* [Task prompt]:
Which lines of the data below contain the word "beak"? Report each one in full, and treat uppercase and lowercase letters as different.

— Begin Raw records —

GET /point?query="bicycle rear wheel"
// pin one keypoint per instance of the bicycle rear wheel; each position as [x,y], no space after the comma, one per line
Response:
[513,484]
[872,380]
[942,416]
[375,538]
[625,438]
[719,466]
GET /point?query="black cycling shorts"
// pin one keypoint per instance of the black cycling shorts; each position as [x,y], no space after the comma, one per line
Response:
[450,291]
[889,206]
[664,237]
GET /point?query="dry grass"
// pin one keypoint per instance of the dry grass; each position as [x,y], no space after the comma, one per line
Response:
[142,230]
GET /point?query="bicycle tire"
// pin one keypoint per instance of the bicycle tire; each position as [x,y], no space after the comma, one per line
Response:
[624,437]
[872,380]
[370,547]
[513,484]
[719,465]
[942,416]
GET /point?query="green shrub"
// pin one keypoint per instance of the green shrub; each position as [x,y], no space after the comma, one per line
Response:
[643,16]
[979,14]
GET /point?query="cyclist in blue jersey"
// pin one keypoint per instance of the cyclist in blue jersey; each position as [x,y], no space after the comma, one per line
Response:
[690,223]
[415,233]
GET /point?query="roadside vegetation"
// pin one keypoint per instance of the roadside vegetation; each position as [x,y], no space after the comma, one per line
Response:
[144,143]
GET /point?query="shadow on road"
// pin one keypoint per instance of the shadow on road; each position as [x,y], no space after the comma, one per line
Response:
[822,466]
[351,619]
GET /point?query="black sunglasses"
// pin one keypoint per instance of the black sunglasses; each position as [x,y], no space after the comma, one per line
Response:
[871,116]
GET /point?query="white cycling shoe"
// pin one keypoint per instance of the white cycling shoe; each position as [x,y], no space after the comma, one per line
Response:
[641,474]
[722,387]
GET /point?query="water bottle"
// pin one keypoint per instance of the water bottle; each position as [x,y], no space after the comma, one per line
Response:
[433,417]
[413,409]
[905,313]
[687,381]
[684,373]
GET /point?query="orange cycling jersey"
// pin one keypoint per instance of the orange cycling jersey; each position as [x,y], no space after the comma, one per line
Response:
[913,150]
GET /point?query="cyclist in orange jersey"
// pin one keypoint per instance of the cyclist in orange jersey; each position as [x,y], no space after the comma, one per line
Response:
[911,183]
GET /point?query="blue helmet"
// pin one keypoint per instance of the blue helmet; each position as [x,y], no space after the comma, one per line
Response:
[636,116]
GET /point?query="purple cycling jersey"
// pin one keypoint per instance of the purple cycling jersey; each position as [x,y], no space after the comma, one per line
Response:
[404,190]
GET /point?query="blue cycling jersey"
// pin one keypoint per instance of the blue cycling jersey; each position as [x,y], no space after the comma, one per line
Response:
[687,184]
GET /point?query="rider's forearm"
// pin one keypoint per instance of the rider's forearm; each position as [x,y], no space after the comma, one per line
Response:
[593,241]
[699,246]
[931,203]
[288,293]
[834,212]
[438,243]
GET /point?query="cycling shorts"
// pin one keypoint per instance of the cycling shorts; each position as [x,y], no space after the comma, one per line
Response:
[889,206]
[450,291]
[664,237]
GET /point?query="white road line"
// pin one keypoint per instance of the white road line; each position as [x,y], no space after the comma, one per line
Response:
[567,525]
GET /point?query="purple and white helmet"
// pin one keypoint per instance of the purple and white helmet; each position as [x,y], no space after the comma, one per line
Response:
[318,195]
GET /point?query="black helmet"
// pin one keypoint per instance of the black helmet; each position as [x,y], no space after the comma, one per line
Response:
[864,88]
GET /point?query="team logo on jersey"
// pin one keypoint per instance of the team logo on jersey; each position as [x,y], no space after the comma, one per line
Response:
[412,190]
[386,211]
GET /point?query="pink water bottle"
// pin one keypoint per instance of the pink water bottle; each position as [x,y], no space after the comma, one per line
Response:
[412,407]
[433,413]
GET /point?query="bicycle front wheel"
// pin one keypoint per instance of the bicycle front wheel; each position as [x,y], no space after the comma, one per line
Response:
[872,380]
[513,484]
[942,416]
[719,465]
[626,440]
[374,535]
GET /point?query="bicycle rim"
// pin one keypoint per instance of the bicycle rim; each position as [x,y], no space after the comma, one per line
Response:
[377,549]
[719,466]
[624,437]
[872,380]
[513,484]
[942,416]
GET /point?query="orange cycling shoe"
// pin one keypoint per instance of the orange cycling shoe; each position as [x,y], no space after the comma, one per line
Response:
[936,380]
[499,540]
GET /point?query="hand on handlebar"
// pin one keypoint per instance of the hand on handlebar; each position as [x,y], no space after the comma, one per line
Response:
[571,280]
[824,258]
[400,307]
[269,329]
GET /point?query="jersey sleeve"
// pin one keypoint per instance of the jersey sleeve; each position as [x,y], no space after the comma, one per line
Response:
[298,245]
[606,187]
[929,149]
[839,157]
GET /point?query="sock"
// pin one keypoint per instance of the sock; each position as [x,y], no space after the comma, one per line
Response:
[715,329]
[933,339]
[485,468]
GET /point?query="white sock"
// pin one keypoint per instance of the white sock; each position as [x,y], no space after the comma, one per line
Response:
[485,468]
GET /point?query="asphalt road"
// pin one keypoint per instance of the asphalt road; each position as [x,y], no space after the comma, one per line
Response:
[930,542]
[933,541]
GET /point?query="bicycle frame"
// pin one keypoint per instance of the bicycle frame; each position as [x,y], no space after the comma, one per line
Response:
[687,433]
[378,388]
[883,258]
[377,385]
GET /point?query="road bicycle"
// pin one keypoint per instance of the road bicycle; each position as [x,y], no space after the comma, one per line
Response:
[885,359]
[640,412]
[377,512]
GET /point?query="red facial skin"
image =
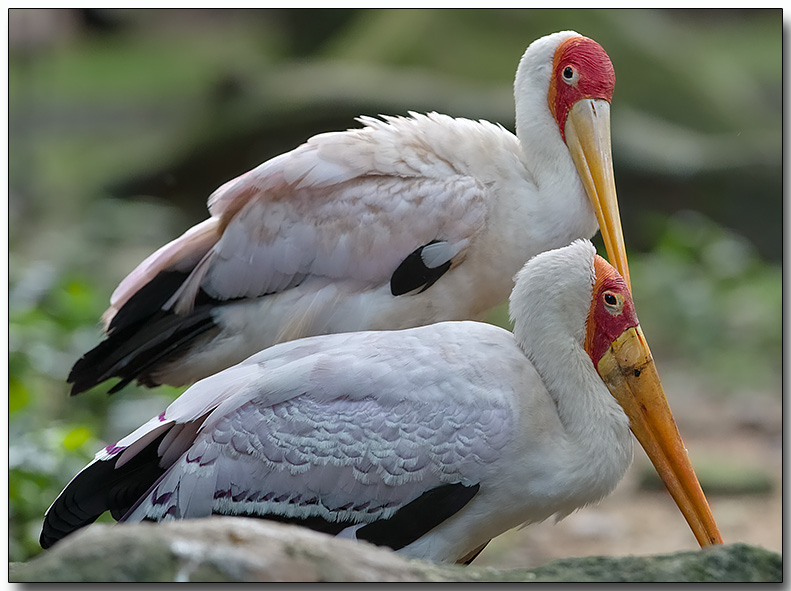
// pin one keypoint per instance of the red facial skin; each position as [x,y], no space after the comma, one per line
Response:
[594,77]
[606,322]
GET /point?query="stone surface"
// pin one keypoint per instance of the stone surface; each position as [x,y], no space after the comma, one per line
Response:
[247,550]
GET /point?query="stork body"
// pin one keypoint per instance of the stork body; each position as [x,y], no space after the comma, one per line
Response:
[430,440]
[404,222]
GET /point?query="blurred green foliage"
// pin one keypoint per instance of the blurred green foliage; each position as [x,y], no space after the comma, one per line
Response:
[698,96]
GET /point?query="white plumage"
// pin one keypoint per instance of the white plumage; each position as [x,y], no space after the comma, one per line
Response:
[495,429]
[403,222]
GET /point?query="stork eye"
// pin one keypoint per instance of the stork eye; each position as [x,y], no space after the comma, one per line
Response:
[570,75]
[613,302]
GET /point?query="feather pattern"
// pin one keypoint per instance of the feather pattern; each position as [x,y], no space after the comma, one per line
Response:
[453,420]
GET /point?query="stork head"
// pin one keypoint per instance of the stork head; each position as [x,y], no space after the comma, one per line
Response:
[565,81]
[616,345]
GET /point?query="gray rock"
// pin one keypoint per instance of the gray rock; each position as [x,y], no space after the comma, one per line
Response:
[247,550]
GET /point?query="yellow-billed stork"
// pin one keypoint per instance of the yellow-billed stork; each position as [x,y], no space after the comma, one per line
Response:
[430,440]
[403,222]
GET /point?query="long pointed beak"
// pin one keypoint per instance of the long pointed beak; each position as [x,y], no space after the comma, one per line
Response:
[588,139]
[628,370]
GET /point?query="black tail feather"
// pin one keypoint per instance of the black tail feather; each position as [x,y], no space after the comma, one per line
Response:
[98,488]
[141,336]
[135,352]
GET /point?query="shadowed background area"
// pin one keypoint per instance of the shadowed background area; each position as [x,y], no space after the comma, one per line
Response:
[122,122]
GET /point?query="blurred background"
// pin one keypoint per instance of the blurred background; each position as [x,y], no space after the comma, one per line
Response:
[122,122]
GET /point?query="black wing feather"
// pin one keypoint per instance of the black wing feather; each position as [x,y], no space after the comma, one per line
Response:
[413,273]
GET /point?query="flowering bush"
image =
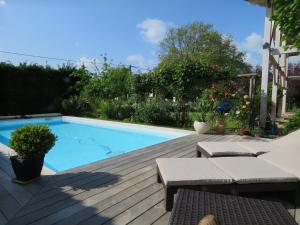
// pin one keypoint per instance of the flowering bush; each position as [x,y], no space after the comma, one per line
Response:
[242,111]
[227,100]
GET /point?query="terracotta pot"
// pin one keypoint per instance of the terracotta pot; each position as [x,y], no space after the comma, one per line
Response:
[27,169]
[220,127]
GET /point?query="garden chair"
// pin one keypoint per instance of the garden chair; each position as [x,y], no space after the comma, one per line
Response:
[249,148]
[274,171]
[192,206]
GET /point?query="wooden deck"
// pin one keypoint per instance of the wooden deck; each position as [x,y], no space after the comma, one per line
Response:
[119,190]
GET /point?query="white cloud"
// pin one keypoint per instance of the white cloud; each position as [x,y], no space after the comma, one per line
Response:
[153,30]
[250,59]
[253,43]
[90,63]
[252,46]
[140,61]
[2,3]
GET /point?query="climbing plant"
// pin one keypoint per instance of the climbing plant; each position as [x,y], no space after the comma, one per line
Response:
[286,15]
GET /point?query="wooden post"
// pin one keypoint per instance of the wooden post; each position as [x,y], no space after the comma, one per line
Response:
[275,77]
[285,84]
[265,71]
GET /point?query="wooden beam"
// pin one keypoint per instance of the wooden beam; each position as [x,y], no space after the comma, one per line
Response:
[265,72]
[276,70]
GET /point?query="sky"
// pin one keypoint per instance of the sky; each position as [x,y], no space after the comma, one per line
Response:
[127,32]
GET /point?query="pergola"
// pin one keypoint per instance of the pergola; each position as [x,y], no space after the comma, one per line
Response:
[275,61]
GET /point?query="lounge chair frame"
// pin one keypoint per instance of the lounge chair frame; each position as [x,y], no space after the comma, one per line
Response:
[228,209]
[233,188]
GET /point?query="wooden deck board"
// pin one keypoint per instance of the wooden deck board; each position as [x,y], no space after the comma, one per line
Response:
[119,190]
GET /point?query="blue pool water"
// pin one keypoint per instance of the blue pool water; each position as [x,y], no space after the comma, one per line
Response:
[79,143]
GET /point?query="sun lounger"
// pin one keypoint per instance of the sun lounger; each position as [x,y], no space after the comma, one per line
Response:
[249,148]
[224,174]
[191,206]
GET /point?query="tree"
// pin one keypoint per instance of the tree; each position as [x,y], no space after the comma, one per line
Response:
[200,42]
[286,15]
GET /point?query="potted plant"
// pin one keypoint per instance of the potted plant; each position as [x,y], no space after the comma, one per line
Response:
[31,143]
[221,111]
[201,123]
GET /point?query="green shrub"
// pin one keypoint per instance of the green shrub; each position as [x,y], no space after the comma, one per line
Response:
[293,123]
[115,110]
[157,112]
[32,140]
[75,105]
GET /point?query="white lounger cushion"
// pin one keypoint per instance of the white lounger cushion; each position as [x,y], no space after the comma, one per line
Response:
[259,147]
[190,171]
[224,149]
[245,170]
[288,160]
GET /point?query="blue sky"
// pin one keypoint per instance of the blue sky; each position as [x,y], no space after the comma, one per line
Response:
[127,31]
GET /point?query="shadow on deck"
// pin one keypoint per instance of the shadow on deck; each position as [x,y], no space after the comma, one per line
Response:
[119,190]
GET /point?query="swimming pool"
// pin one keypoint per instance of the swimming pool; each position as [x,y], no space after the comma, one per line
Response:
[82,141]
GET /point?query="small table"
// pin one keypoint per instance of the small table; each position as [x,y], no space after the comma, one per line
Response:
[191,206]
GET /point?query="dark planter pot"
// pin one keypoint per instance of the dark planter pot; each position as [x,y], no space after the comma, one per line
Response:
[244,131]
[27,169]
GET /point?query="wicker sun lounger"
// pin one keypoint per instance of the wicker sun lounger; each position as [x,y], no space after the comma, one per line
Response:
[247,148]
[225,175]
[191,206]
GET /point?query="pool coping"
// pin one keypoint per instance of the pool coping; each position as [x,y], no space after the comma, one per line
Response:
[6,150]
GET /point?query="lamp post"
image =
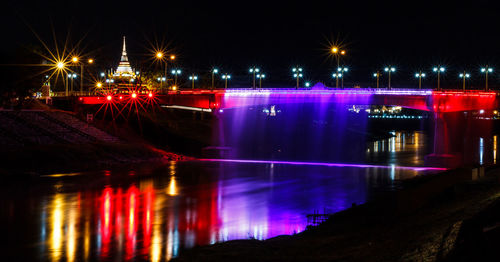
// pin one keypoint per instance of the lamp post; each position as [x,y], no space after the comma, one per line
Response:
[176,72]
[337,75]
[260,77]
[486,70]
[377,75]
[163,58]
[76,60]
[389,69]
[438,70]
[253,71]
[464,75]
[72,77]
[214,71]
[161,80]
[337,52]
[226,77]
[419,75]
[193,78]
[297,73]
[342,71]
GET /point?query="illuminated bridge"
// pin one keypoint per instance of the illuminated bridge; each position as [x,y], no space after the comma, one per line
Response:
[210,100]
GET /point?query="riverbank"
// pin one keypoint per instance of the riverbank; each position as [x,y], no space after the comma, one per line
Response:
[422,222]
[34,161]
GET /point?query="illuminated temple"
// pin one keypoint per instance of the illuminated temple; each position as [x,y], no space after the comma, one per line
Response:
[124,70]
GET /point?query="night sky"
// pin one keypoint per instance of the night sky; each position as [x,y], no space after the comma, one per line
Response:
[274,35]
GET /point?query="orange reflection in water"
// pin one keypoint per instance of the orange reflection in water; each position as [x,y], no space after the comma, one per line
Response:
[131,207]
[56,221]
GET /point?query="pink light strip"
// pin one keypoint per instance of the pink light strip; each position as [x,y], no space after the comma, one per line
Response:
[324,164]
[332,91]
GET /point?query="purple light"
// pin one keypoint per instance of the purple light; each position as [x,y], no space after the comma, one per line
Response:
[324,164]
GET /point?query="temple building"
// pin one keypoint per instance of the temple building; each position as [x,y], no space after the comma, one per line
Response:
[124,71]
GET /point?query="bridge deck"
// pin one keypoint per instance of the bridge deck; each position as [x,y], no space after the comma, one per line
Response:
[428,100]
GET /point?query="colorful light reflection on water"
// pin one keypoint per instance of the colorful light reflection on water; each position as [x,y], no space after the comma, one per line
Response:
[183,205]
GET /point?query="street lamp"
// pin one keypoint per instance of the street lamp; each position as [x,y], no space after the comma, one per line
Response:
[297,73]
[419,75]
[486,70]
[337,75]
[226,77]
[464,75]
[161,80]
[72,77]
[176,72]
[260,77]
[254,70]
[163,58]
[389,69]
[342,70]
[377,75]
[76,61]
[438,70]
[214,71]
[193,78]
[337,52]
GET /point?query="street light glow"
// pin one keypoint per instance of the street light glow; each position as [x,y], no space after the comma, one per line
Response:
[466,75]
[440,69]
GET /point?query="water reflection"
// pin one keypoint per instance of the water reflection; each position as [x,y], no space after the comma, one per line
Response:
[187,204]
[403,148]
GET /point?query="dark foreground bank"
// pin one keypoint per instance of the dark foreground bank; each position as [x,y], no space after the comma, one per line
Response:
[436,218]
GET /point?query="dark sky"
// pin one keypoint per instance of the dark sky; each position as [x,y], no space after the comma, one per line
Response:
[272,34]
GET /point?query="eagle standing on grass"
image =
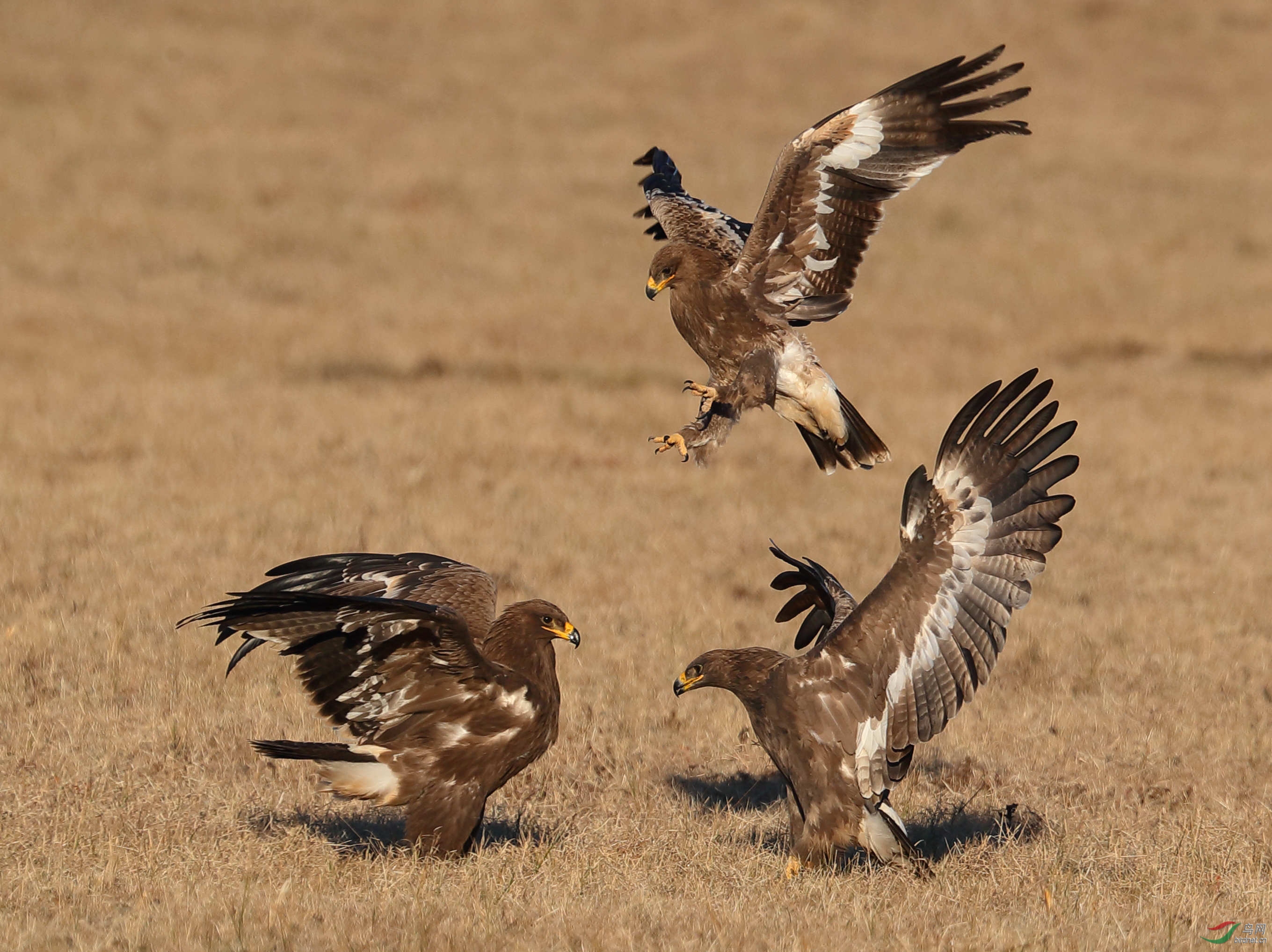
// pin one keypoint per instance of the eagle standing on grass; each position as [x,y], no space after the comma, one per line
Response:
[841,722]
[448,702]
[740,291]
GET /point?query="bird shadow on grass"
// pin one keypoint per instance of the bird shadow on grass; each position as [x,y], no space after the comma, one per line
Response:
[742,791]
[935,833]
[383,833]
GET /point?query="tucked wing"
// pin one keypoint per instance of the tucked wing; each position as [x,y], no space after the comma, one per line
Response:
[830,601]
[682,218]
[929,635]
[418,577]
[371,665]
[826,195]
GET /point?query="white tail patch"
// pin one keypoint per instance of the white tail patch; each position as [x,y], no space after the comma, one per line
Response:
[877,836]
[807,395]
[360,782]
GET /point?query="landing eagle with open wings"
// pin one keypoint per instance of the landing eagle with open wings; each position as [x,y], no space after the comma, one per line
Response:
[841,721]
[740,292]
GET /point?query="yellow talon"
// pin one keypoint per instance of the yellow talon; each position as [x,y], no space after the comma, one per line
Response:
[668,442]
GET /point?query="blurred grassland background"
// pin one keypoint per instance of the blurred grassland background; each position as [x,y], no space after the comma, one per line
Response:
[287,278]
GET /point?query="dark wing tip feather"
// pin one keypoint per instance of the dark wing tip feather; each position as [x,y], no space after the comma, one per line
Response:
[965,416]
[250,644]
[1005,398]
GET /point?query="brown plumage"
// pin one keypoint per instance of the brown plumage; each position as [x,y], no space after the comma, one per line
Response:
[740,292]
[446,700]
[841,722]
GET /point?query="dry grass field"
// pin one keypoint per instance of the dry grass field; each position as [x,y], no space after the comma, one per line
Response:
[289,278]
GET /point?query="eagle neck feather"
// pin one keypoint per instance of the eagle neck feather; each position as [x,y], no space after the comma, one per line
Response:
[524,652]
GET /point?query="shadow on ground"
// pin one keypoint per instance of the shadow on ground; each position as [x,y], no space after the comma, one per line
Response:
[937,833]
[734,792]
[382,833]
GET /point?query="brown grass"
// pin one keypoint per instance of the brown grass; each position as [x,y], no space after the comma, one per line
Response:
[289,278]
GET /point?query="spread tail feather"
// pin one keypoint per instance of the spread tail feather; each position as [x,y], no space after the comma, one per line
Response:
[862,447]
[305,750]
[349,770]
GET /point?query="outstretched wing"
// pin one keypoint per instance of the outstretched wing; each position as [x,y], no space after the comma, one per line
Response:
[418,577]
[972,536]
[371,665]
[682,218]
[826,195]
[830,601]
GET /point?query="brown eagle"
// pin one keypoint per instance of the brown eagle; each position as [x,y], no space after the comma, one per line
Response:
[447,702]
[841,721]
[741,291]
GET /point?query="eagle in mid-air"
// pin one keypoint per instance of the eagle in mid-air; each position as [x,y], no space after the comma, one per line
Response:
[841,721]
[447,702]
[741,291]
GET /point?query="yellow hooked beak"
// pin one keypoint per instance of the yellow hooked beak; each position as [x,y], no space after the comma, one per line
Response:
[653,288]
[569,633]
[685,683]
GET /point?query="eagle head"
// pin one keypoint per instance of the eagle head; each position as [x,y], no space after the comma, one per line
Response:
[545,620]
[740,670]
[678,262]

— End Raw records —

* [Answer below]:
GET /point?query="long pointed beak"
// pin one keypoint per instance of the long pointed beak; each position as [x,y], no space after the comma, one per line
GET /point?query="yellow hooked beak"
// pin one keypoint per instance of the yellow hooked beak; each position as [x,y], no space after the comma, one per line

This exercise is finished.